— Start —
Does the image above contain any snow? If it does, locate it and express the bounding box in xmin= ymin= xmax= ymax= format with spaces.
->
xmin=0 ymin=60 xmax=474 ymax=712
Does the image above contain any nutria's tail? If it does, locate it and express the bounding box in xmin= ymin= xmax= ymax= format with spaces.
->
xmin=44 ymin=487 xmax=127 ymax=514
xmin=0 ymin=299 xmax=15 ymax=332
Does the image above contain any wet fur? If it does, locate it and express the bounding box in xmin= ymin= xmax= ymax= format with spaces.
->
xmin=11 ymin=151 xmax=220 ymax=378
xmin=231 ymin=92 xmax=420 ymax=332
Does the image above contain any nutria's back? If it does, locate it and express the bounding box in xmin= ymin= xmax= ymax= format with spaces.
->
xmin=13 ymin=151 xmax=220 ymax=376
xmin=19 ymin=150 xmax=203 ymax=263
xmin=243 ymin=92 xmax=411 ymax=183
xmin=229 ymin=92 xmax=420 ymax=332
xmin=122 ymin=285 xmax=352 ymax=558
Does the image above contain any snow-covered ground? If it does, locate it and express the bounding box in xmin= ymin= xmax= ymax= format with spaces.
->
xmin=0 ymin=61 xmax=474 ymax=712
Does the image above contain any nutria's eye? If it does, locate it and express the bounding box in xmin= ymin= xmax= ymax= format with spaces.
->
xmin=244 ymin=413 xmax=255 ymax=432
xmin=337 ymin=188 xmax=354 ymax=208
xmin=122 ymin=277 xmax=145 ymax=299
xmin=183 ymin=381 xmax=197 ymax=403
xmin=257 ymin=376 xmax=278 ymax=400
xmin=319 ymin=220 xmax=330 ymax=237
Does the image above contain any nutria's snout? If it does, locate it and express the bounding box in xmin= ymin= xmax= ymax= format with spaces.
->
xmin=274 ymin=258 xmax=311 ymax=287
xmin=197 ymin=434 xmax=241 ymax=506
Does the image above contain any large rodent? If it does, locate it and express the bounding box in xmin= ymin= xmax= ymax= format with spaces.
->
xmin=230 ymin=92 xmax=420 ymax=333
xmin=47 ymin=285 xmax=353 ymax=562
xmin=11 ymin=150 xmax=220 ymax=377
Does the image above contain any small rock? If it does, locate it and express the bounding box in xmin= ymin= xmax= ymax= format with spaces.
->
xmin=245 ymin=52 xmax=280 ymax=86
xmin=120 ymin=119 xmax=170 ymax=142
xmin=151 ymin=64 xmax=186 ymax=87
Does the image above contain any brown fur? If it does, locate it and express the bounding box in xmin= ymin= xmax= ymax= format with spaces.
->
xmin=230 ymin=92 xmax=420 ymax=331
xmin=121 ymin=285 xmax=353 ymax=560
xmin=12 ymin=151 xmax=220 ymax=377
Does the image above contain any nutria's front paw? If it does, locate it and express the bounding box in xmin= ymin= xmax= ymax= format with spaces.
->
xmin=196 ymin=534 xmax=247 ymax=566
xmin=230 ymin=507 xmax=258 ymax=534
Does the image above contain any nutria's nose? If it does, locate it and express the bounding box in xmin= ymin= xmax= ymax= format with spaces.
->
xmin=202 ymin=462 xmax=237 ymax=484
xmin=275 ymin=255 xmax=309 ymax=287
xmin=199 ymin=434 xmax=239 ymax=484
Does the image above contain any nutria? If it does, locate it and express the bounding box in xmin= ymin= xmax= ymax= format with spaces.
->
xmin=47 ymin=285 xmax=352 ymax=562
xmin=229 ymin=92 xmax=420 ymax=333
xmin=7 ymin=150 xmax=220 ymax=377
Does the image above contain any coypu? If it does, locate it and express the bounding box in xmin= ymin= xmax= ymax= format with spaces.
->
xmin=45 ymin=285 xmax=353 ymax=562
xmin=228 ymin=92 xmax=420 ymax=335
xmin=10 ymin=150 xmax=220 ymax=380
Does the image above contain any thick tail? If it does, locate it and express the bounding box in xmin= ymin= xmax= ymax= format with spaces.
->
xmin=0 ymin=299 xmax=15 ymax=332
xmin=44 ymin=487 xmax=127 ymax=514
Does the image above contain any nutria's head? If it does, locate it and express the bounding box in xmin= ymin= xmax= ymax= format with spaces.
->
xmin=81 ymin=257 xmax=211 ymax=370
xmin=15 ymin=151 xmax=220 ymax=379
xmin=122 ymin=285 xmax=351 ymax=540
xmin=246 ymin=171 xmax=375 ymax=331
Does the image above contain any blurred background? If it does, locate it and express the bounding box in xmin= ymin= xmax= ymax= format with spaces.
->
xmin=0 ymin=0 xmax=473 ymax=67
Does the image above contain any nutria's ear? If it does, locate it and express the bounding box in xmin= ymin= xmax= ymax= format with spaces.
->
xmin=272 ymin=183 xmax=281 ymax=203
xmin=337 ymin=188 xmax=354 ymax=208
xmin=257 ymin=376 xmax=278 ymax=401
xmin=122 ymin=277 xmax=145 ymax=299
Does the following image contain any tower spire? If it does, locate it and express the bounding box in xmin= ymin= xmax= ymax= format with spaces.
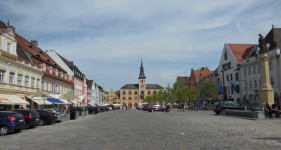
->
xmin=139 ymin=58 xmax=146 ymax=79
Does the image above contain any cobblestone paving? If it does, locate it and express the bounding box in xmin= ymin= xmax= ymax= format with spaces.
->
xmin=0 ymin=110 xmax=281 ymax=150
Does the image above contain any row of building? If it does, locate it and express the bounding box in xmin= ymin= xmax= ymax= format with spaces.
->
xmin=0 ymin=21 xmax=114 ymax=110
xmin=177 ymin=26 xmax=281 ymax=106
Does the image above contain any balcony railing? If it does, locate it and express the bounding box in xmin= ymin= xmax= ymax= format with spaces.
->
xmin=0 ymin=82 xmax=37 ymax=92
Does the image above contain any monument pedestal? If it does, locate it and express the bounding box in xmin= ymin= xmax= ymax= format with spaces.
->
xmin=259 ymin=53 xmax=274 ymax=110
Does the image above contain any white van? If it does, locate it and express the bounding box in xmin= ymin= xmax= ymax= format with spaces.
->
xmin=137 ymin=103 xmax=147 ymax=110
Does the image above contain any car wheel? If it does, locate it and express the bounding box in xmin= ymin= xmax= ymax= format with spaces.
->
xmin=14 ymin=129 xmax=21 ymax=133
xmin=38 ymin=120 xmax=45 ymax=126
xmin=0 ymin=126 xmax=10 ymax=135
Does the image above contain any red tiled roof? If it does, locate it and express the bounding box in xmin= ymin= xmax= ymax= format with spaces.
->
xmin=15 ymin=34 xmax=74 ymax=84
xmin=227 ymin=43 xmax=255 ymax=65
xmin=194 ymin=70 xmax=214 ymax=78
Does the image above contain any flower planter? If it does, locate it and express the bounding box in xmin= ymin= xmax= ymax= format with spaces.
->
xmin=76 ymin=112 xmax=79 ymax=119
xmin=65 ymin=114 xmax=70 ymax=121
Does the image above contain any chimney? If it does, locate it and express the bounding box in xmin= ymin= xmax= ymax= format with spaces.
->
xmin=31 ymin=40 xmax=38 ymax=48
xmin=9 ymin=26 xmax=16 ymax=34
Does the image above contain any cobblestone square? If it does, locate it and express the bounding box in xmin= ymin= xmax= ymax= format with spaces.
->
xmin=0 ymin=109 xmax=281 ymax=150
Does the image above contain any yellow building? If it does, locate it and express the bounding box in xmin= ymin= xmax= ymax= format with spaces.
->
xmin=108 ymin=89 xmax=120 ymax=104
xmin=0 ymin=21 xmax=42 ymax=110
xmin=120 ymin=61 xmax=164 ymax=108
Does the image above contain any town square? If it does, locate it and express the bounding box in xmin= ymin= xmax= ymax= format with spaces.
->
— End —
REQUEST:
Please repeat all of the rows above word for word, leaving out the pictures.

EXERCISE ANSWER:
Does the image above contain any snow? If it does, locate it and express the bounding box in xmin= ymin= xmax= ymax= format with spaces.
->
xmin=0 ymin=60 xmax=474 ymax=712
Does the image above contain any nutria's tail? If it does, locate it and express the bounding box in xmin= ymin= xmax= ymax= format with spaces.
->
xmin=44 ymin=487 xmax=127 ymax=514
xmin=0 ymin=299 xmax=15 ymax=332
Does the image above contain any wet fur? If it does, locate it and express the bounding box in xmin= ymin= xmax= ymax= format with spaces.
->
xmin=11 ymin=151 xmax=220 ymax=378
xmin=231 ymin=92 xmax=420 ymax=332
Does the image above contain any nutria's back? If it does, locate it and express the bounding box in xmin= ymin= xmax= ymax= format with spaces.
->
xmin=13 ymin=151 xmax=220 ymax=376
xmin=19 ymin=150 xmax=203 ymax=263
xmin=243 ymin=92 xmax=411 ymax=183
xmin=229 ymin=92 xmax=420 ymax=332
xmin=122 ymin=285 xmax=352 ymax=558
Does the image above contain any snow-covered ground? If it does, locate it and express the bounding box in xmin= ymin= xmax= ymax= format with spaces.
->
xmin=0 ymin=61 xmax=474 ymax=712
Does the image above contain any nutria's eye? If it does, locate it and express the bounding box in xmin= ymin= xmax= ymax= format with spaces.
->
xmin=244 ymin=413 xmax=255 ymax=432
xmin=337 ymin=188 xmax=354 ymax=208
xmin=122 ymin=277 xmax=145 ymax=299
xmin=183 ymin=381 xmax=197 ymax=403
xmin=257 ymin=376 xmax=278 ymax=400
xmin=319 ymin=220 xmax=330 ymax=237
Does the image above contain any nutria's snout? If it does, locate it and express the bounding box in xmin= ymin= xmax= ymax= format with spaces.
->
xmin=274 ymin=258 xmax=311 ymax=287
xmin=197 ymin=434 xmax=241 ymax=506
Does the image above contain any large rodent? If it does, locate it and express the bounding box in xmin= ymin= xmax= ymax= format with spaces.
->
xmin=230 ymin=92 xmax=420 ymax=333
xmin=47 ymin=285 xmax=353 ymax=562
xmin=11 ymin=150 xmax=220 ymax=377
Does the image above contain any small rock? If it does, locate it and express the bounding box in xmin= ymin= xmax= ymax= format with spaces.
->
xmin=245 ymin=52 xmax=280 ymax=86
xmin=120 ymin=119 xmax=170 ymax=142
xmin=151 ymin=64 xmax=186 ymax=87
Does the image above contain any brown fur? If it does, locate it and express the bounding box in xmin= ymin= xmax= ymax= format with spaces.
->
xmin=230 ymin=92 xmax=420 ymax=331
xmin=121 ymin=285 xmax=353 ymax=560
xmin=12 ymin=151 xmax=220 ymax=377
Does the image above contain any nutria's front paw? If it does, locate it and express the bounding box in xmin= ymin= xmax= ymax= format with spaces.
->
xmin=196 ymin=534 xmax=247 ymax=566
xmin=230 ymin=507 xmax=258 ymax=534
Does the image above contain any nutria's nose? If it does, locate it and express the bounding box in xmin= ymin= xmax= ymax= format with spaces.
->
xmin=202 ymin=462 xmax=237 ymax=484
xmin=275 ymin=255 xmax=309 ymax=287
xmin=199 ymin=434 xmax=239 ymax=484
Does the image above contain any nutria? If it does, locate it and express the bounding box in xmin= ymin= xmax= ymax= format with spaces.
->
xmin=47 ymin=285 xmax=352 ymax=562
xmin=229 ymin=92 xmax=420 ymax=333
xmin=7 ymin=150 xmax=220 ymax=377
Does the image above contain any coypu? If it does, locate it and express the bounding box in xmin= ymin= xmax= ymax= format with spaces.
->
xmin=45 ymin=285 xmax=353 ymax=562
xmin=228 ymin=92 xmax=420 ymax=335
xmin=10 ymin=150 xmax=220 ymax=380
Does the image above contain any thick tail? If it does, locate it and express the bounding box in xmin= ymin= xmax= ymax= format with spaces.
->
xmin=0 ymin=299 xmax=15 ymax=332
xmin=44 ymin=487 xmax=127 ymax=514
Does the image above contain any nutria's head? If it does, locate it and express the bounding box in xmin= ymin= xmax= ymax= format with spaces.
->
xmin=81 ymin=257 xmax=211 ymax=370
xmin=15 ymin=151 xmax=220 ymax=379
xmin=122 ymin=285 xmax=351 ymax=540
xmin=246 ymin=171 xmax=375 ymax=331
Does the image above contain any blurred background? If it does, locate it and express the bounding box in xmin= ymin= xmax= ymax= format with spaces.
->
xmin=0 ymin=0 xmax=473 ymax=67
Does the image above contain any nutria's ear? If it does, locate it and express the bounding box in xmin= ymin= xmax= ymax= format with spaces.
->
xmin=272 ymin=183 xmax=281 ymax=203
xmin=337 ymin=188 xmax=354 ymax=208
xmin=257 ymin=376 xmax=278 ymax=401
xmin=122 ymin=277 xmax=145 ymax=299
Does the following image contain any tower spire? If it does, locate it and express the bounding box in xmin= ymin= xmax= ymax= format with spaces.
->
xmin=139 ymin=58 xmax=146 ymax=79
Does the image above contain any cobblestone paving? If it does, locate it and express the bounding box in xmin= ymin= xmax= ymax= format with spaces.
->
xmin=0 ymin=110 xmax=281 ymax=150
Does the image above contain any row of building? If it does, locate it and express the bounding box in xmin= ymin= xmax= ymax= format with spaces.
->
xmin=0 ymin=21 xmax=114 ymax=110
xmin=177 ymin=26 xmax=281 ymax=106
Does the image above contain any balcony railing? If it does, locate it and express the bounding box in xmin= ymin= xmax= ymax= format with spaces.
->
xmin=0 ymin=82 xmax=37 ymax=92
Does the image above contain any monument pedestal? If it does, locate it and express the bounding box in xmin= ymin= xmax= ymax= format with spaces.
->
xmin=259 ymin=53 xmax=274 ymax=110
Does the image above contain any white van? If it does, locate it and express the bounding box in xmin= ymin= xmax= ymax= format with spaces.
->
xmin=137 ymin=103 xmax=147 ymax=110
Does the image above contain any car wheel? If it does, locate it and express the bounding box in xmin= ymin= xmax= ymax= format with spaces.
->
xmin=14 ymin=129 xmax=21 ymax=133
xmin=38 ymin=120 xmax=45 ymax=126
xmin=0 ymin=126 xmax=10 ymax=135
Does the image above contain any red tiled roof? If it does, locate it and express the bounding box in xmin= ymin= xmax= ymax= format with spaces.
->
xmin=15 ymin=34 xmax=74 ymax=84
xmin=227 ymin=43 xmax=255 ymax=65
xmin=194 ymin=70 xmax=214 ymax=78
Does the image above contain any flower planter? If it does, locate it and express the bounding box in xmin= ymin= xmax= ymax= format with spaces.
->
xmin=76 ymin=112 xmax=79 ymax=119
xmin=65 ymin=114 xmax=70 ymax=121
Does the image above contain any chimney? If it does, locate it and express the bounding box in xmin= ymin= xmax= ymax= format with spaces.
->
xmin=31 ymin=40 xmax=38 ymax=48
xmin=9 ymin=26 xmax=16 ymax=34
Does the image above contain any cobblestone square? If it does, locate it and express the bounding box in xmin= ymin= xmax= ymax= format with spaces.
->
xmin=0 ymin=109 xmax=281 ymax=150
Does the image above contain any yellow building? If it does, locate it and express the bounding box in xmin= ymin= xmax= ymax= format with spaces.
->
xmin=108 ymin=89 xmax=120 ymax=104
xmin=0 ymin=21 xmax=42 ymax=110
xmin=120 ymin=61 xmax=164 ymax=108
Does the image above contain any town square? If it does, locate it and express the bounding box in xmin= ymin= xmax= ymax= format with spaces.
->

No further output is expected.